What you have to do | Write a continuation of the ciabatta bread recipe, picking up right after its last pre-ferment instruction.

Text shown |
####

There is a key to making this crusty rustique ciabatta, white (wheat) bread taste well. you need to make half of the dough a day in advance and let it preferment. There are various opinions on the water to bread flour ratio in the preferment and in the total recipe, but keep it as wet as you can, as long as it still able to fold (see later). Also a high gluten bread flour is required to support the large holes that ciabatta is well known for. And finally baking the dough at high temperature helps the oven spring and crust formation. See for more background cooking hints: bread, dough, batter and noodles
Origin of crusty rustique ciabatta
This bread in the form of a slipper (ciabatta in Italian) is relatively new: it was first baked in 1982 by Arnaldo Cavallari, a baker in Verona, Italy as an alternative for French baguettes, which were used in Italy as sandwich bread at the time.
The art of making crusty rustique ciabatta
Fermentation with bakers yeast works best between 20 and 32 C. Within this range, higher temperatures promote faster fermentation. Having developed the recipe in my kitchen in Hong Kong, where kitchen temperature usually is 28 or 30 C, I always use a very tiny (maximum 0.1 g) amount of dry yeast in the pre-ferment. Thus yeast cells first have to multiply and grow before sufficient fermentation would appear. I leave the pre-ferment between 8-12 hrs at these temperatures, developing a yeasty flavor. Thus it is breaking down part of the bread proteins and starches into smaller fragments. Thereafter it is stored in the fridge overnight. This complex flour degradation is the base for the flavor developed in the final bread.
The other feature of making this bread is that it does not take a lot of work: it is more patience than effort.
- baking sheet
- plastic foil
Crusty, rustique ciabatta
Ingredients for the pre-ferment
- 12.3 oz (350 g) strong (Canadian) white bread flour protein content 14.9%
- 12.3 oz (350 g) water 25 C
- 0.004 oz (0.1 g) dried baker's yeast
Ingredients for the final dough
- All the pre-ferment
- 12.3 oz (350 g) strong (Canadian) white bread flour
- 9.7 oz (275 g) water 25 C
- 0.11 oz (3 g) dry baker's yeast
- 0.25 oz (7 g) salt
Instructions for making the pre-ferment
- Mix the flour with the equal amount of weight of water in a large enough bowl
- Add the instant dry yeast
- When the mixture is well mixed it is covered, but such that air can still come in and interact with the mixture (as long as there is air, yeast cells also multiply; in the absence of air they only ferment sugars into alcohol and carbon dioxide)

####

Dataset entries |
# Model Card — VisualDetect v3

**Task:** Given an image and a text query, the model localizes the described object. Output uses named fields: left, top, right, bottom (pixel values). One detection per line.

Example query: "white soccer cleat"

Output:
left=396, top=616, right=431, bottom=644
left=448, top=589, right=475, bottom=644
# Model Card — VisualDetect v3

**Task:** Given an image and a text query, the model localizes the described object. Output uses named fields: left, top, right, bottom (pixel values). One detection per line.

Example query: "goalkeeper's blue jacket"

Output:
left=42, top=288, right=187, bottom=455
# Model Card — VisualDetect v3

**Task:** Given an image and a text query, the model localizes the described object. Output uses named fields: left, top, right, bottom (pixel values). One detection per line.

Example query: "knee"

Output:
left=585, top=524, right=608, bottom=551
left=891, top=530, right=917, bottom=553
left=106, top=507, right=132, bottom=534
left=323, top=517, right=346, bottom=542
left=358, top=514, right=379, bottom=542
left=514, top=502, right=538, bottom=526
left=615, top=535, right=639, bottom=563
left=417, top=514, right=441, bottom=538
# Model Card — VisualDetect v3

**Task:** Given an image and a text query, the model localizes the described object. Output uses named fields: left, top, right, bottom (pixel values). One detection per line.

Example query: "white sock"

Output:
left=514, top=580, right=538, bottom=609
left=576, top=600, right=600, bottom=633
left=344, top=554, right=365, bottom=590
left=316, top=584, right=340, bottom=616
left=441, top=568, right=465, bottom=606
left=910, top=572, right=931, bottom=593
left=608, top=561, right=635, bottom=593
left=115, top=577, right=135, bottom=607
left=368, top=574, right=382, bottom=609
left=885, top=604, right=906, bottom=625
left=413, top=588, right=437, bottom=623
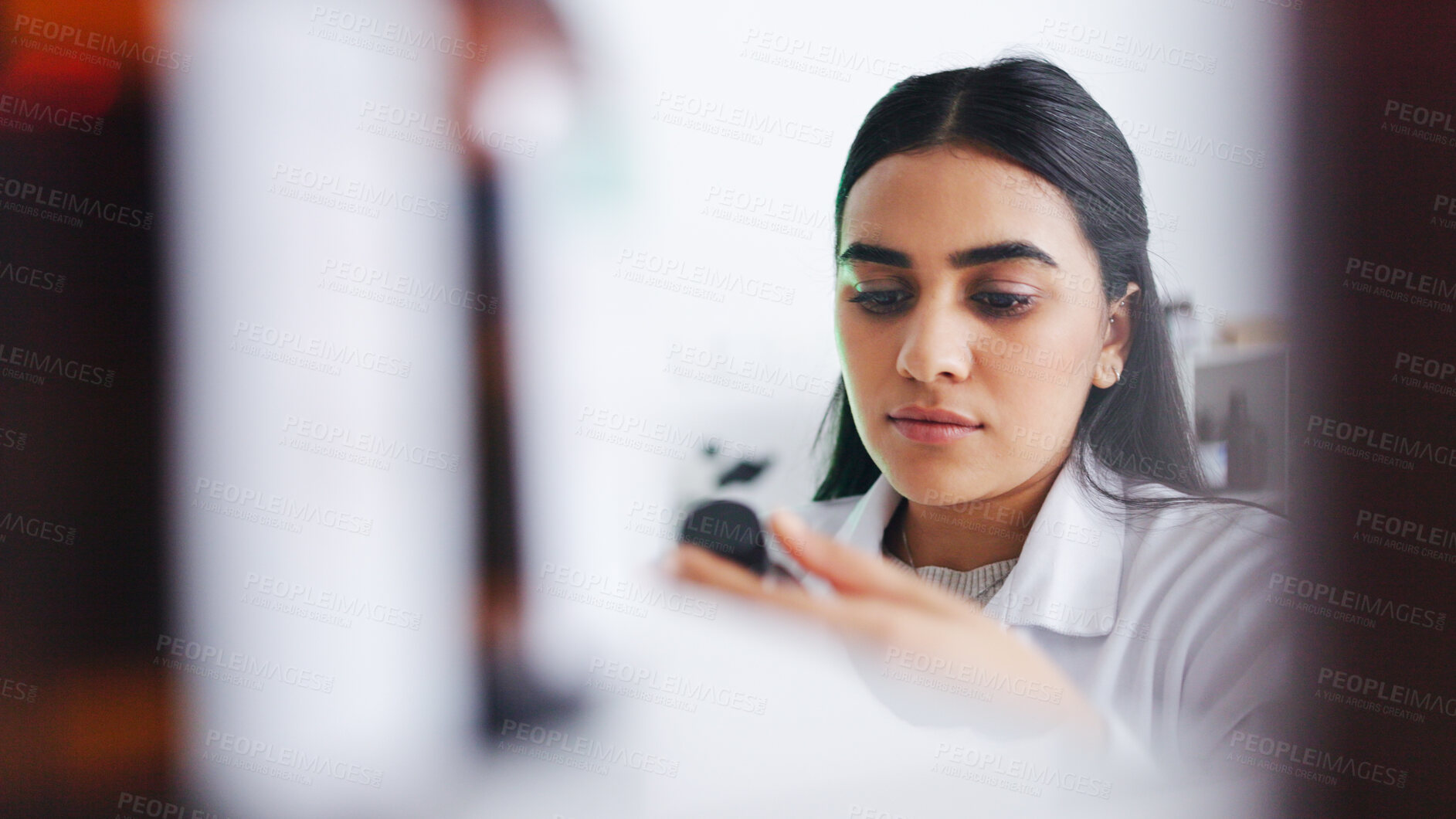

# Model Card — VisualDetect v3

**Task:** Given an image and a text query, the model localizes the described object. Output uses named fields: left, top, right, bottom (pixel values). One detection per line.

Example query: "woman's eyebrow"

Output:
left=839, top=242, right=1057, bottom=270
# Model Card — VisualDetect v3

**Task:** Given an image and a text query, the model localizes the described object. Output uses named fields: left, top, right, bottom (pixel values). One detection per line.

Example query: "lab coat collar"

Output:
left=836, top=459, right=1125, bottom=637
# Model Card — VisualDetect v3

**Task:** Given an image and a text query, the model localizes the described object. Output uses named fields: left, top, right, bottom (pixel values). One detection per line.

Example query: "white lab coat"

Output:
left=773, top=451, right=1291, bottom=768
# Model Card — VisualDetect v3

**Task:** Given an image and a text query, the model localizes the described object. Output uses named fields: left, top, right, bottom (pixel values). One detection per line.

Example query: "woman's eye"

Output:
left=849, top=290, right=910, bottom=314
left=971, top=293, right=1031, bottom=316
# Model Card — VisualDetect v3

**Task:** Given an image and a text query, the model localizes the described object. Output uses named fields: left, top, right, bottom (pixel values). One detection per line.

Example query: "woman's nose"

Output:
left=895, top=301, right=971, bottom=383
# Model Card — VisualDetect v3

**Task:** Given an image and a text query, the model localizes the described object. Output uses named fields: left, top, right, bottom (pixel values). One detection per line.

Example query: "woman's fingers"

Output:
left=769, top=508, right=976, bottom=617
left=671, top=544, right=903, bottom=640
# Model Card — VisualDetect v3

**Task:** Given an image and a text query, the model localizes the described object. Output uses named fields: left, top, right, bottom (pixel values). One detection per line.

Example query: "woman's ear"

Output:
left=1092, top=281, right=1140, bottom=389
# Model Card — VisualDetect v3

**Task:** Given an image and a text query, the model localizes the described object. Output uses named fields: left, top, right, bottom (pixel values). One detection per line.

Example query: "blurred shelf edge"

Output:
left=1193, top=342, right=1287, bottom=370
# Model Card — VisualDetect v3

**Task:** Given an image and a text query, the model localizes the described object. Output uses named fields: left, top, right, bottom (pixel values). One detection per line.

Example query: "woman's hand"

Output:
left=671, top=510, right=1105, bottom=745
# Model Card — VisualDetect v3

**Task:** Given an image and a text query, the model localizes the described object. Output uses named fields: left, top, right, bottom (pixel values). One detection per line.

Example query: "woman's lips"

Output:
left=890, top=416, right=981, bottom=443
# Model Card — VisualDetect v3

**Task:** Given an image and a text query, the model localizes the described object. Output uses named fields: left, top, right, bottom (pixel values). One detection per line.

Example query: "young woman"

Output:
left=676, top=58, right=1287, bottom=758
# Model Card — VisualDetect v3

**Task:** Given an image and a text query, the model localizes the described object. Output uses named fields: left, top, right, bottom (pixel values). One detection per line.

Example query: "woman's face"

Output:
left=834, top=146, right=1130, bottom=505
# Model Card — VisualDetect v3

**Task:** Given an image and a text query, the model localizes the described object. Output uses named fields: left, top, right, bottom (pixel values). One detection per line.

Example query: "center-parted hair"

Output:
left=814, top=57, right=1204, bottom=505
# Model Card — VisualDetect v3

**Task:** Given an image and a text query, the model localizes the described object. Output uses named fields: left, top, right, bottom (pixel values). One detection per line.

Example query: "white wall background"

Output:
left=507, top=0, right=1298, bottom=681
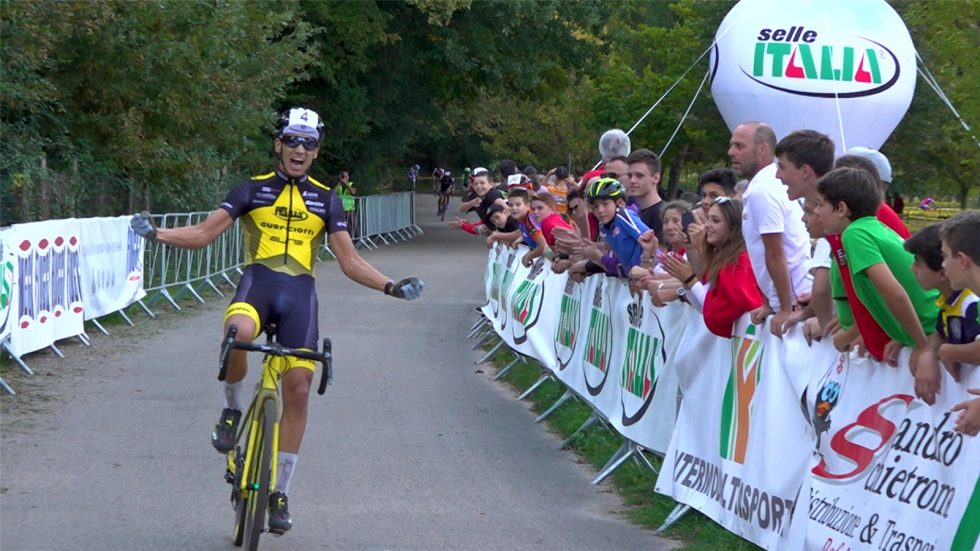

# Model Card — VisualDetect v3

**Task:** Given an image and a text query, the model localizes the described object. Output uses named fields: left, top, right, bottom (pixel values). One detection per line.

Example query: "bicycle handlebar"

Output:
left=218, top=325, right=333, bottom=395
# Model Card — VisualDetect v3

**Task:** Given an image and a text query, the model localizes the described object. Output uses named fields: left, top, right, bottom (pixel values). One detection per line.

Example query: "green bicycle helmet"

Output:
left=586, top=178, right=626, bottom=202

####

Answer |
- After 4 hours or so, fermentation becomes visible from small bubbles. Let it ferment at room temperature for another 8 h
- Thereafter either use it for the final dough or place in the refrigerator overnight for 8-12 h to manage your time and develop more flavor
Instructions to make the bread
- If the preferment was placed in the refrigerator for 8-14 h, take it out and let it warm up for an hour
- Add the flour to the mixture, together with the water, dried yeast and salt. Then mix again with a fork in the same manner as described before, until we have a smooth but very wet dough. You cannot knead this though, only fold. The gluten develops while stretching and folding
- Let the mixture ferment further on the counter that is lightly dusted with flour, and then covered with plastic wrap that has been coated with a thin vegetable oil layer on one side, so it does not stick to the dough. The wrap prevents the dough surface from drying out (this is most important in low humidity environments)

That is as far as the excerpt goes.